> _Task to complete_
Copy the data word for word, from the very beginning through the line containing "[86,46,95,56]", including that line.

(Entries on locating named things)

------------------------------------------------

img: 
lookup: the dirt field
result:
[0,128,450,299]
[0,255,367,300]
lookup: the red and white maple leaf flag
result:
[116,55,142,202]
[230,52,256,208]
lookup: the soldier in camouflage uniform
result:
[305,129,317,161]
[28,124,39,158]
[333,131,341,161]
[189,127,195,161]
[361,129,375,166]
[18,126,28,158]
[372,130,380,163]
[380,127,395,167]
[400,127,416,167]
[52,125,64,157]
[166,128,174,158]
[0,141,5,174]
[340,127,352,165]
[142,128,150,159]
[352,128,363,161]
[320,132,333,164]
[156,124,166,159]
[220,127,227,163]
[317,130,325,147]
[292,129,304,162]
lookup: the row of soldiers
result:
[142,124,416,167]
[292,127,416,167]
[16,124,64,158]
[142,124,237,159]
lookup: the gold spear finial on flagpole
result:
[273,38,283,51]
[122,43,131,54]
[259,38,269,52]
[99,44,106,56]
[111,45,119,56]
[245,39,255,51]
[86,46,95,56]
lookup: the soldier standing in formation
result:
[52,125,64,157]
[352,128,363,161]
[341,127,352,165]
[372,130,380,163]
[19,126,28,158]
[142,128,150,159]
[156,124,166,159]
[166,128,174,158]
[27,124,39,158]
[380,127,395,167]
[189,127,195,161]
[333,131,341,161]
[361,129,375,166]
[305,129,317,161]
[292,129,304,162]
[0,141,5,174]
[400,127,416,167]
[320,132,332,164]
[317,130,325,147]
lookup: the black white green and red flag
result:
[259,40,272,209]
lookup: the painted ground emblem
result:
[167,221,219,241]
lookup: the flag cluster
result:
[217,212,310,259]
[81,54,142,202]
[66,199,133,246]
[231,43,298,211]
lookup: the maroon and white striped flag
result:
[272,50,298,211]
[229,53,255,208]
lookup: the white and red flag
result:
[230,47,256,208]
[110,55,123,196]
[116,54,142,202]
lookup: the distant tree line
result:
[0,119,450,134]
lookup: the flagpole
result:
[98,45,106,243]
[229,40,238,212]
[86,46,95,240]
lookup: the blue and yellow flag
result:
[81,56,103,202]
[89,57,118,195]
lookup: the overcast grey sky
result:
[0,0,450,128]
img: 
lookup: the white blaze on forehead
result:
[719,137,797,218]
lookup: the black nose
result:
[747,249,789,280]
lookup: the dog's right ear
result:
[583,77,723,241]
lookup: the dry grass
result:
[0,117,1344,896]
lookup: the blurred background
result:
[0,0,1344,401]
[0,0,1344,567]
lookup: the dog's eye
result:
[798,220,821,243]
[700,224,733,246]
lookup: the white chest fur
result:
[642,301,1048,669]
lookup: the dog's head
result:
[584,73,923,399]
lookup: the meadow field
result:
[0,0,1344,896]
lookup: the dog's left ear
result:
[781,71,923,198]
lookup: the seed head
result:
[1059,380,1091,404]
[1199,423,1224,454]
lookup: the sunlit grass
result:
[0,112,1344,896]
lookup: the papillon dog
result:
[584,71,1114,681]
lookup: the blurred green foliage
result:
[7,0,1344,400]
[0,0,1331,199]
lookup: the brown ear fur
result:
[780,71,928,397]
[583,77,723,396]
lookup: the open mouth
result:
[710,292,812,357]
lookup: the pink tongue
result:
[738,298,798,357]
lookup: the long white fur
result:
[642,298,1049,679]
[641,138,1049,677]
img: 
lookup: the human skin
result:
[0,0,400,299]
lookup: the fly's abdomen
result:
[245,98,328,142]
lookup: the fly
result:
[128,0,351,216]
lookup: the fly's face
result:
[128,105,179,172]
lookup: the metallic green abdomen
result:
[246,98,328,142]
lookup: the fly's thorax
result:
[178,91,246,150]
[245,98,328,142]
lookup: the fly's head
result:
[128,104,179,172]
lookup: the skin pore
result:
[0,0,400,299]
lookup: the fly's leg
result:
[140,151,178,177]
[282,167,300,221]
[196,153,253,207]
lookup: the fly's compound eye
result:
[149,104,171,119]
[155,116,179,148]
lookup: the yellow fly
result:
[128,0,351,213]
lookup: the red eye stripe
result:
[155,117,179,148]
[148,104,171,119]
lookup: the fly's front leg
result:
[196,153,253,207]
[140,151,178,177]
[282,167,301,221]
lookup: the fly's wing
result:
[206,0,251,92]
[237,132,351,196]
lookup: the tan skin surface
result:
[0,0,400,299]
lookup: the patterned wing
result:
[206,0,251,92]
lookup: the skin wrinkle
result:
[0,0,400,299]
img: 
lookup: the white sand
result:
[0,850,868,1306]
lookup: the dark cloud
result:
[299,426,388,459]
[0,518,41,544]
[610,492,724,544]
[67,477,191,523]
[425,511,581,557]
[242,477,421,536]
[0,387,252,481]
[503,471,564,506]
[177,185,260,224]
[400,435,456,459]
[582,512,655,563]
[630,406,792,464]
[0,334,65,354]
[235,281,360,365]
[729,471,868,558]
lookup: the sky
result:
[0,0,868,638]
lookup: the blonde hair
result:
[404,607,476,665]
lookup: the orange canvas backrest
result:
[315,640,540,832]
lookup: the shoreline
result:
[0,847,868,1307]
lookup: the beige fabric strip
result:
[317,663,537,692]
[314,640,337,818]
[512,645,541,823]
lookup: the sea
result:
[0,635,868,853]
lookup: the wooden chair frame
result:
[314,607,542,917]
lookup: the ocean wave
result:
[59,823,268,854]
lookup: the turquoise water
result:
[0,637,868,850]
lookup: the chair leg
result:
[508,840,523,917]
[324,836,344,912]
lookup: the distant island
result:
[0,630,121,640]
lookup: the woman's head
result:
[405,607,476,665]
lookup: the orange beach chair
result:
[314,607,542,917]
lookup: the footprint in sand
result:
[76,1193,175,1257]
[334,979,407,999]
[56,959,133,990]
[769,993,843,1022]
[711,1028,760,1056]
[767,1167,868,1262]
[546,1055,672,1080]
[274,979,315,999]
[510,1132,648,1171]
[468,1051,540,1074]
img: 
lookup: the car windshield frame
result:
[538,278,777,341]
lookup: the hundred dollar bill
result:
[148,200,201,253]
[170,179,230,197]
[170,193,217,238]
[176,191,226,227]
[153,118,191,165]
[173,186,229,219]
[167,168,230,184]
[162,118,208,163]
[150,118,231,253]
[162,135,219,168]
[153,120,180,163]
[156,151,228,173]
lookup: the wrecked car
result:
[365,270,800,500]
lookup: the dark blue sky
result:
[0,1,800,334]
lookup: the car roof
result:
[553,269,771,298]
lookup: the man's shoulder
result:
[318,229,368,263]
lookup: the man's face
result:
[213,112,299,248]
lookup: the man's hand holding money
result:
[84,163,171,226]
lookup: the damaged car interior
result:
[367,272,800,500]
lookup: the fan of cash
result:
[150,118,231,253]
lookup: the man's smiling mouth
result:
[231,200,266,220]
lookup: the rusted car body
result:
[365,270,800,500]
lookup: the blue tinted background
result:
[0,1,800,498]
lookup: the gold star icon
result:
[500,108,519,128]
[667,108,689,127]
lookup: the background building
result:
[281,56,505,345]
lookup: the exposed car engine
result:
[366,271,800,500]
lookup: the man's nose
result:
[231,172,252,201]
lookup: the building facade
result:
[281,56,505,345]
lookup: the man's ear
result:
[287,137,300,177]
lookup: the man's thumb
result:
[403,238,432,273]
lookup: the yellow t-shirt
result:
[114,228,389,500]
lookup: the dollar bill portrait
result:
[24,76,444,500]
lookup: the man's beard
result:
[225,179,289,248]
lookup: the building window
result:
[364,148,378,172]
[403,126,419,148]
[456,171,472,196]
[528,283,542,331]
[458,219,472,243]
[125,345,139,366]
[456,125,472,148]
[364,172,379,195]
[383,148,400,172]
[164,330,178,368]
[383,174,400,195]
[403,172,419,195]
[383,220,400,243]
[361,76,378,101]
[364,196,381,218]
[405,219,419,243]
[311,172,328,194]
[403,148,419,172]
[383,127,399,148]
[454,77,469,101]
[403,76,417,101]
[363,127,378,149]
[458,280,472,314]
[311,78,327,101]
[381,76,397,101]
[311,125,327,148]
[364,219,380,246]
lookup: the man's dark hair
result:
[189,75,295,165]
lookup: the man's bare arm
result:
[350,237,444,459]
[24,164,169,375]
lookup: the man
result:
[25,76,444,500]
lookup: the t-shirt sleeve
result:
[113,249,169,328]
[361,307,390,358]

------------------------------------------------

> _Answer to the task_
img: 
lookup: the dirt field
result:
[0,128,450,299]
[0,255,367,300]
lookup: the red and white maple leaf flag
result:
[116,55,142,202]
[230,52,256,208]
lookup: the soldier in camouflage uniform
result:
[305,129,317,161]
[28,124,39,158]
[333,131,341,161]
[189,127,195,161]
[361,129,375,166]
[18,126,28,158]
[372,130,380,163]
[380,127,395,167]
[400,127,416,167]
[52,125,64,157]
[166,128,174,158]
[0,141,5,174]
[340,127,352,165]
[142,128,150,159]
[352,128,363,161]
[320,132,333,164]
[156,124,166,159]
[220,127,227,163]
[317,130,325,147]
[292,129,304,162]
lookup: the row of soldiers
result:
[142,124,416,167]
[292,127,416,167]
[16,124,64,158]
[142,124,237,159]
lookup: the gold spear finial on flagpole
result:
[273,38,283,51]
[122,43,131,54]
[259,38,269,52]
[99,44,106,56]
[111,45,119,56]
[245,39,255,51]
[86,46,95,56]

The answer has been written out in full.